**EXERCISE SET**
1. In the screenwriting post on character and characterization, what kind of car does the neurosurgeon drive?
2. Repeat the screenwriting post word for word, everything from "All characters should have as good" down to "alone strongly developed.".

**TEXT SECTION**

-=-=-=-=-

Friday, October 07, 2005


I'll admit it: Yes, I own a copy of Robert McKee's book Story. Like all screenwriting "rulebooks," it's got some interesting ideas, some useful tools for writing screenplays. It's also got a lot of bullshit, but there you have it.

One of the tools I like is the concept of character vs. characterization. (First, to clarify: character, here, is an aspect of what we would normally call a character. John McClane is a character, and he also has character and characterization.) Characterization is a character's outward appearance; how they speak, how they dress, how they act, what they like, and so forth. Character is how a character acts under pressure, when the chips are down, when the reaper comes calling, insert-tense-circumstances-cliché-here.

Two characters may have radically different characterizations, but similar characters. To cop McKee's example, imagine a rich, arrogant, sexist neurosurgeon and a poor, skittish, devoutly religious Latina housekeeper are driving down the highway in separate cars (a Mercedes and an old Honda). Ahead of them, a bus full of (let's say) nuns crashes into a concrete barrier and bursts into flame. The surgeon and housekeeper both screech to a halt, spring from their cars, and set about rescuing nuns from immolation, without a moment's thought for their own safety.

And of course two characters with similar characterizations can have vastly dissimilar characters. Imagine a group of nearly-identical punk rockers, leather jackets, metal studs, chains, spiky hair, nose rings, the works. They're heading down a street when, in an alley, they see a pair of women being mugged at knifepoint. Most of the punks just point and laugh and continue on, but one of them goes into a rage, sprints into the alley, and cracks the mugger over the head with (let's say) a crowbar.

All characters should have as good characterization as is possible given the amount of dialogue and screen time they have. All characters should have as strong a character as circumstances allow. Nurse #4, who tells the protagonist that visiting hours are over, probably doesn't need to have her character revealed at all, let alone strongly developed.

-=-=-=-=-

**DATA LISTING**
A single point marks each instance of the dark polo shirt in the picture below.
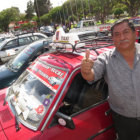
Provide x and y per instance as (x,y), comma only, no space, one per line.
(123,82)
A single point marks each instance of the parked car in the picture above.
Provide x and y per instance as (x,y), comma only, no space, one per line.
(10,71)
(47,30)
(67,108)
(10,47)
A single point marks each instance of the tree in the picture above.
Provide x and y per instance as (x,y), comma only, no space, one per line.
(132,6)
(8,15)
(102,8)
(42,7)
(118,12)
(30,10)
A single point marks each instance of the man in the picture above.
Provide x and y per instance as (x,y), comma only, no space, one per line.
(121,69)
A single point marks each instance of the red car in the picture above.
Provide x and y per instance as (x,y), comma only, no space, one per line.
(51,101)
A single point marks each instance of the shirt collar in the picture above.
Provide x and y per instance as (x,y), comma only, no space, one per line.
(137,46)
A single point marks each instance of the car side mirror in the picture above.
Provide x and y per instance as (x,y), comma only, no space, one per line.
(65,120)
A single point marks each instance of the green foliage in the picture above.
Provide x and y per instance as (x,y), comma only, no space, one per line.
(30,10)
(42,7)
(7,16)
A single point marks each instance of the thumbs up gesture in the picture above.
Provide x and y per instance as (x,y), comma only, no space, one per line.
(87,67)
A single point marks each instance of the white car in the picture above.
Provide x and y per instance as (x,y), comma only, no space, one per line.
(10,47)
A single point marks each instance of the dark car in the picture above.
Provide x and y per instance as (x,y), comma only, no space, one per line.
(10,71)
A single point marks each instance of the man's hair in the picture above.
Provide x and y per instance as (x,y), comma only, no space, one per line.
(130,24)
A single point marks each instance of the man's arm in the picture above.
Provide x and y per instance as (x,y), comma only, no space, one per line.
(87,67)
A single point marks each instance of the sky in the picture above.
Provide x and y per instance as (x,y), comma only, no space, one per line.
(22,4)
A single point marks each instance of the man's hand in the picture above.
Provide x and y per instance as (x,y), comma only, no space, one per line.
(87,67)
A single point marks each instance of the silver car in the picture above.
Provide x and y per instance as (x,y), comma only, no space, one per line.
(11,47)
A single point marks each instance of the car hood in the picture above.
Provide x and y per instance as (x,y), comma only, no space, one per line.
(7,123)
(5,73)
(6,117)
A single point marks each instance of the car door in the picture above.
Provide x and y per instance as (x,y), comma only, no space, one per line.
(84,113)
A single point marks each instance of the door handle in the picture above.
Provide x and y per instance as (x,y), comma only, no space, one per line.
(107,112)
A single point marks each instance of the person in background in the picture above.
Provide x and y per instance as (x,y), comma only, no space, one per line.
(120,68)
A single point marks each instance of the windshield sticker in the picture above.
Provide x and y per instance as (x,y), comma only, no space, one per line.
(40,109)
(46,102)
(51,76)
(29,51)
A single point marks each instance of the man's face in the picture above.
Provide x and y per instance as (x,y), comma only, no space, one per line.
(123,37)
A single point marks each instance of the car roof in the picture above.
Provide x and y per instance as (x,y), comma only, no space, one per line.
(70,60)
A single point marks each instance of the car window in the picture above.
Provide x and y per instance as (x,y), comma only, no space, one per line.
(24,41)
(36,37)
(83,95)
(11,44)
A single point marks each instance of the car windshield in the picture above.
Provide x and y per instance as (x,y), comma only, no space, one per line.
(32,94)
(20,59)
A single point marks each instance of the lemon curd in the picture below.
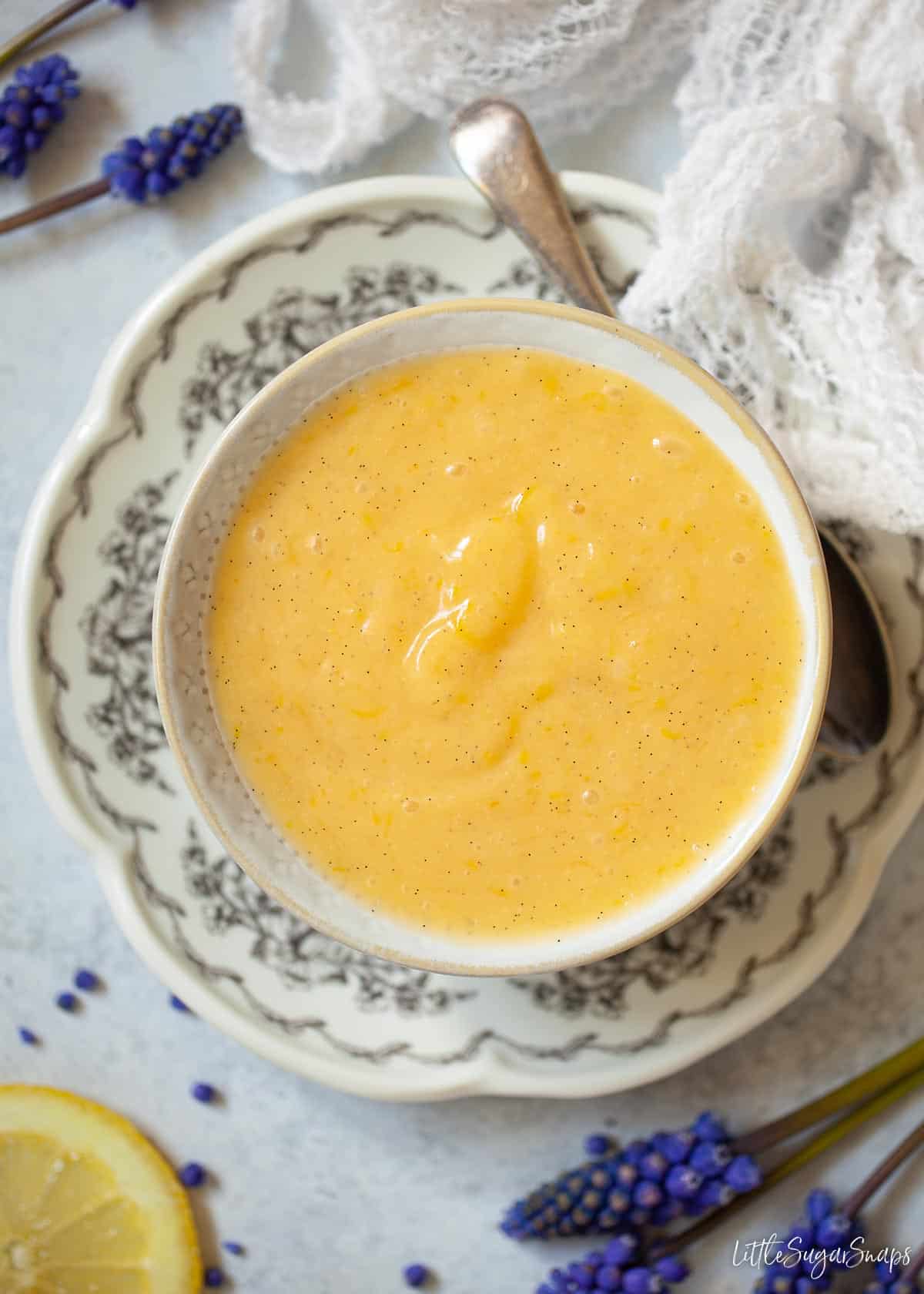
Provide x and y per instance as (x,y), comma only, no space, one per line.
(502,642)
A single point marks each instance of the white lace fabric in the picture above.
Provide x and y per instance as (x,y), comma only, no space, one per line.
(791,251)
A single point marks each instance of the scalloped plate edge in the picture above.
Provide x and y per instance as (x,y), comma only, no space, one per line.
(488,1074)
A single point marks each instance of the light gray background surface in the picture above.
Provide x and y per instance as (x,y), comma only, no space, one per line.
(330,1193)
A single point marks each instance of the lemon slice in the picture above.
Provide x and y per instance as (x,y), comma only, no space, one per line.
(87,1205)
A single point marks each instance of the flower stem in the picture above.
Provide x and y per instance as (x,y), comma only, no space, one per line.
(855,1092)
(855,1200)
(42,28)
(805,1155)
(52,206)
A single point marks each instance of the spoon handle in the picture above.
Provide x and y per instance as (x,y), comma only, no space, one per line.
(496,148)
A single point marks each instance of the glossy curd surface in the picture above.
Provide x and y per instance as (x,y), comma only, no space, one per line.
(502,642)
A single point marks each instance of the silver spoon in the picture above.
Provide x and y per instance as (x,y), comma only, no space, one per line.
(496,148)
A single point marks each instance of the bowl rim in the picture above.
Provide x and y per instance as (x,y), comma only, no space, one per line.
(821,602)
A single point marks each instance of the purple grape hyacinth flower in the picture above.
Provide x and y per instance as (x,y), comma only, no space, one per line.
(30,106)
(142,169)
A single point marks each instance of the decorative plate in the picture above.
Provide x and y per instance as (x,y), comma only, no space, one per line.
(82,665)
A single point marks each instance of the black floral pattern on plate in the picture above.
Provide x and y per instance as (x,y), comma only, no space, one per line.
(117,631)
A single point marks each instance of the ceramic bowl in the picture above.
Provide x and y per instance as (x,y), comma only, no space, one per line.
(182,597)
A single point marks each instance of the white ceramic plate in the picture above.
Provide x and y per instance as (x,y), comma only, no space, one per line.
(82,677)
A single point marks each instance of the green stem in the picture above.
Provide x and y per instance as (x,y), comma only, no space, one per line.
(42,28)
(805,1155)
(52,206)
(855,1092)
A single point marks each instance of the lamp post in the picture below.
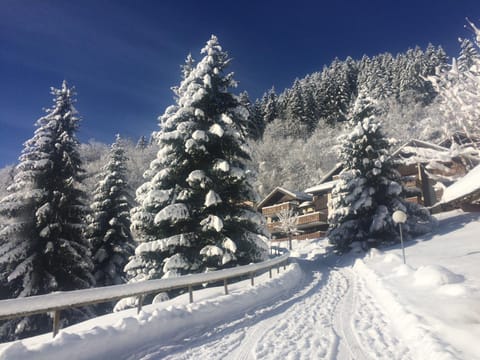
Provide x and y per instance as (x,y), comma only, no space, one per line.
(399,217)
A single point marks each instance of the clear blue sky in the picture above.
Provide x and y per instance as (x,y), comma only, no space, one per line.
(123,56)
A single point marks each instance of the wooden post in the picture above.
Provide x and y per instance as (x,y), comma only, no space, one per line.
(225,286)
(56,322)
(140,303)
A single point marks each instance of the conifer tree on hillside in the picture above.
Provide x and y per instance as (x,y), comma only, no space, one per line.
(142,143)
(108,229)
(194,210)
(42,248)
(368,192)
(254,126)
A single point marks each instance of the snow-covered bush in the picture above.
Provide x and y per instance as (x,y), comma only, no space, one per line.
(369,192)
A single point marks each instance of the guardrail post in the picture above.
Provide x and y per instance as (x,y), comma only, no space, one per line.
(56,322)
(140,303)
(190,293)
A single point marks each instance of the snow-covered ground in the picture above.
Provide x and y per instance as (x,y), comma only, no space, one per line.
(322,306)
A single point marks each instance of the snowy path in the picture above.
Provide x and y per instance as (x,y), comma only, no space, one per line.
(330,315)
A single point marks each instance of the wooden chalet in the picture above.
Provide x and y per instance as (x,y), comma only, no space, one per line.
(464,194)
(310,211)
(426,169)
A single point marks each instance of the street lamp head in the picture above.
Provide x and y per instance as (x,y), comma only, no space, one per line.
(399,217)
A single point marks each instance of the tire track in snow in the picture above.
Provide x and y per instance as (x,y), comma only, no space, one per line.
(225,338)
(365,331)
(331,315)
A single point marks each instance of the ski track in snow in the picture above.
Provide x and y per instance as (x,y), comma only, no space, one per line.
(330,315)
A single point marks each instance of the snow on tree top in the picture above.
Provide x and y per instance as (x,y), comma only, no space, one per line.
(211,250)
(229,245)
(221,165)
(199,135)
(198,177)
(212,222)
(217,130)
(172,213)
(163,244)
(156,198)
(177,261)
(212,199)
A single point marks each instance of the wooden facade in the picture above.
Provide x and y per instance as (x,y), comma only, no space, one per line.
(311,207)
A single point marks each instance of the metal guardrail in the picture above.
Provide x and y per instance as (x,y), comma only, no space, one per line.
(56,302)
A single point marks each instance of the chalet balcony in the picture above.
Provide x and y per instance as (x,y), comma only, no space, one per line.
(275,209)
(304,236)
(303,221)
(316,217)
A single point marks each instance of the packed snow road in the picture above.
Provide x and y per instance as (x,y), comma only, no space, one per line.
(329,315)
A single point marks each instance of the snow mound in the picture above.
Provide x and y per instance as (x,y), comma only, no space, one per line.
(402,270)
(373,253)
(392,258)
(435,275)
(453,290)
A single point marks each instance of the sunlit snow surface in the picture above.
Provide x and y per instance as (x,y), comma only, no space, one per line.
(352,307)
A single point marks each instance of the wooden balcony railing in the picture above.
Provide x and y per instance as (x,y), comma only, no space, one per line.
(312,218)
(304,236)
(275,209)
(302,221)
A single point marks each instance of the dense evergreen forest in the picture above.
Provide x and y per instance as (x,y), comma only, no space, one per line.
(180,200)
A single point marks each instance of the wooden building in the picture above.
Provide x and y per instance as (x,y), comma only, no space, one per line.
(426,170)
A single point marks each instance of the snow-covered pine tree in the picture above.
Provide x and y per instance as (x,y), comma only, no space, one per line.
(42,248)
(142,143)
(194,211)
(108,229)
(369,191)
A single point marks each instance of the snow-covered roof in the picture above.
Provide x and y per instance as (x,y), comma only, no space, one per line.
(461,138)
(296,195)
(334,171)
(414,143)
(322,187)
(305,204)
(464,187)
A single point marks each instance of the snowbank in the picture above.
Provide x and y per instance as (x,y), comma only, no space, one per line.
(465,186)
(116,335)
(435,298)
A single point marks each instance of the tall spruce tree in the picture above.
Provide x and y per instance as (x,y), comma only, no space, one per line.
(108,228)
(194,212)
(369,191)
(42,248)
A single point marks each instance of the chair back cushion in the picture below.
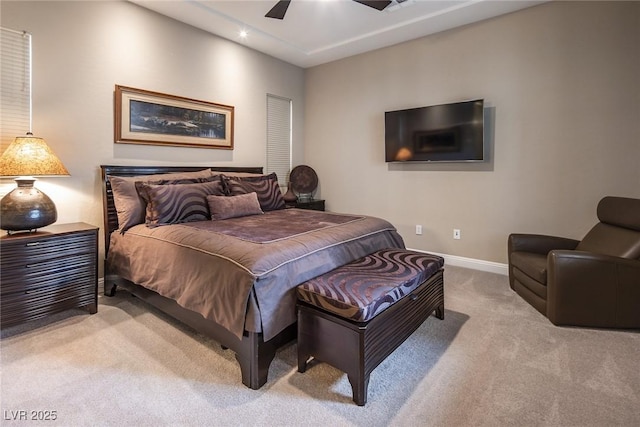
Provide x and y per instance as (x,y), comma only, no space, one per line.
(618,233)
(620,211)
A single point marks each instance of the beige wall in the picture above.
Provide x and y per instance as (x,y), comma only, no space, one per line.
(561,81)
(81,50)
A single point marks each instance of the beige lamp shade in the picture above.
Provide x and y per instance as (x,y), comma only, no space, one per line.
(26,207)
(30,156)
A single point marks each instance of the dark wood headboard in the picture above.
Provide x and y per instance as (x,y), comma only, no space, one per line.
(110,215)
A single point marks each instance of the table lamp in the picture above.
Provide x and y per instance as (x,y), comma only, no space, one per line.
(26,207)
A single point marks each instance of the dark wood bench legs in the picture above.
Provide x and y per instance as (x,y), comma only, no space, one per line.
(358,348)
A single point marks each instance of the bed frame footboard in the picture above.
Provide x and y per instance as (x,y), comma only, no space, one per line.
(254,355)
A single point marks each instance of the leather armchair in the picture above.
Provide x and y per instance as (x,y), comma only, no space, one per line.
(594,282)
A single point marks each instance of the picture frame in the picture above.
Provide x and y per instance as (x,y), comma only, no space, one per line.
(153,118)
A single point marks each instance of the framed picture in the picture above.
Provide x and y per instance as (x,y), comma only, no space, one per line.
(145,117)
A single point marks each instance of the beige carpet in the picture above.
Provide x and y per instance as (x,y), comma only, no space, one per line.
(493,361)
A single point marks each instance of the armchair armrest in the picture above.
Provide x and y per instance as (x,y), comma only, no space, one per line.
(588,289)
(539,243)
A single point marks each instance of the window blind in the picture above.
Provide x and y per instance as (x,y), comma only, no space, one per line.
(15,85)
(279,137)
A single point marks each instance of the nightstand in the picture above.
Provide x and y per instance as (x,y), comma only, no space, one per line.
(48,271)
(316,205)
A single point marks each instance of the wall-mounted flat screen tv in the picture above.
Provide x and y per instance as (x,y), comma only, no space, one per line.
(438,133)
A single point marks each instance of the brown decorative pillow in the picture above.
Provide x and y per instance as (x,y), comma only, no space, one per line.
(129,206)
(224,207)
(176,203)
(265,186)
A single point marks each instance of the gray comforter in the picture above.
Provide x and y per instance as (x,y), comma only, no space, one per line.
(242,272)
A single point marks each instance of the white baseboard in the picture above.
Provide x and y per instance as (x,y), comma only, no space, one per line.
(475,264)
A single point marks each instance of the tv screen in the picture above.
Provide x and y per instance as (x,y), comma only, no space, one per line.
(438,133)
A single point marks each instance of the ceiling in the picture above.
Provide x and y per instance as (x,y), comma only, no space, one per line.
(314,32)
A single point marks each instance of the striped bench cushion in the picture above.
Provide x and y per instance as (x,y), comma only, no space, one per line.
(362,289)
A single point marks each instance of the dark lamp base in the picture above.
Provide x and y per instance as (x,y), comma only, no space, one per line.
(26,208)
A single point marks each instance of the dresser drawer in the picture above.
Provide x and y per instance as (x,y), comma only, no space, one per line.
(31,251)
(48,271)
(22,306)
(28,277)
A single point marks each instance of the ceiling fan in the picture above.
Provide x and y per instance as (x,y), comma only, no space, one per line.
(280,9)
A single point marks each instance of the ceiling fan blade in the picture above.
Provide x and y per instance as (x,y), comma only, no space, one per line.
(278,11)
(376,4)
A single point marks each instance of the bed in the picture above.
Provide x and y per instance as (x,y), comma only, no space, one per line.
(233,278)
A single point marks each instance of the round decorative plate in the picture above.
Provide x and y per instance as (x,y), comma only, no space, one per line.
(303,179)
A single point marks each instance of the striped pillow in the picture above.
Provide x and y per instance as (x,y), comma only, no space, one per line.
(265,186)
(129,206)
(176,203)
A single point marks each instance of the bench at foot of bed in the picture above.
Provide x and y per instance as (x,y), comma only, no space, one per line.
(355,316)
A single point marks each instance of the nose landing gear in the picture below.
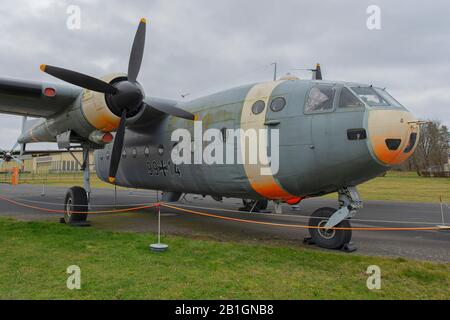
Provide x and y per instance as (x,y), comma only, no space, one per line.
(323,221)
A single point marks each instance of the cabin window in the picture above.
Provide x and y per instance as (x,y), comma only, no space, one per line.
(277,104)
(348,100)
(258,107)
(320,99)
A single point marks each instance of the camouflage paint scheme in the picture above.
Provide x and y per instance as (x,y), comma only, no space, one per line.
(316,157)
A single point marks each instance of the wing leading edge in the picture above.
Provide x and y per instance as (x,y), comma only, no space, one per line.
(35,99)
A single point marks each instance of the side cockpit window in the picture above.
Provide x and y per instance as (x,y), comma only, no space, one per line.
(320,99)
(348,100)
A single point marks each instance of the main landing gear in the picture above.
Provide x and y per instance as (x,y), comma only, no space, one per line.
(324,219)
(76,203)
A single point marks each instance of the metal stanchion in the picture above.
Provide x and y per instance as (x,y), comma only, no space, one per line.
(159,247)
(443,226)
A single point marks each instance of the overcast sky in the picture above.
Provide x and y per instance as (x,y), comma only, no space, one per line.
(202,46)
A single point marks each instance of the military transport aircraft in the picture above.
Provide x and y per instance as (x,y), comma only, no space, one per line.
(332,137)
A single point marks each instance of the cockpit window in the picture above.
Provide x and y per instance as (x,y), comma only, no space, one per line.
(348,100)
(320,99)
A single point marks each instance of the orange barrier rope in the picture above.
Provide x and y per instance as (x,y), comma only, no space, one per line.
(78,212)
(296,225)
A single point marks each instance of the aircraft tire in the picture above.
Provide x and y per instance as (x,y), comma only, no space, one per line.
(334,239)
(76,200)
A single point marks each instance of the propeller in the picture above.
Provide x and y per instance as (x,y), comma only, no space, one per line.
(124,98)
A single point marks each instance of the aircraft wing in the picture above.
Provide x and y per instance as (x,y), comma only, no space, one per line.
(35,99)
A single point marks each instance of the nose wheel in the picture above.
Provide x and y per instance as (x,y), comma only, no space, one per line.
(76,206)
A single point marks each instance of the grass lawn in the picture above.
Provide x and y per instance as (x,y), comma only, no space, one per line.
(404,186)
(34,257)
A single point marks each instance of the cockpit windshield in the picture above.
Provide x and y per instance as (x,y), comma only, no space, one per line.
(375,97)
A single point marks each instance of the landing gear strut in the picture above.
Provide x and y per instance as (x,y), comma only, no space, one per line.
(77,199)
(324,219)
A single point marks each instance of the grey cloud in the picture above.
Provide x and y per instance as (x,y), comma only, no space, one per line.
(202,46)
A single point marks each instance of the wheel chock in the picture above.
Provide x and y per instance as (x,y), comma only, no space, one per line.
(308,241)
(349,247)
(80,224)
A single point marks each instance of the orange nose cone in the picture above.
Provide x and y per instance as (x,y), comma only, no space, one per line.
(392,135)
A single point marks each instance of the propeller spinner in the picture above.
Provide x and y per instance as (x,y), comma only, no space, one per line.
(124,98)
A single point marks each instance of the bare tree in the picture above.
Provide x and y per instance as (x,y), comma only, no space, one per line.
(432,149)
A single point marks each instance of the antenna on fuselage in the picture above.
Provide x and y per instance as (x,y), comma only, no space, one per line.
(274,64)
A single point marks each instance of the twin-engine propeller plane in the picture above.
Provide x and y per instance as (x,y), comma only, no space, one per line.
(332,137)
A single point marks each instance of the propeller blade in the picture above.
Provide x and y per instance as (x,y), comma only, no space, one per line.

-=-=-=-=-

**SOLUTIONS TO THE EXERCISE**
1. A Mercedes.

2.
All characters should have as good characterization as is possible given the amount of dialogue and screen time they have. All characters should have as strong a character as circumstances allow. Nurse #4, who tells the protagonist that visiting hours are over, probably doesn't need to have her character revealed at all, let alone strongly developed.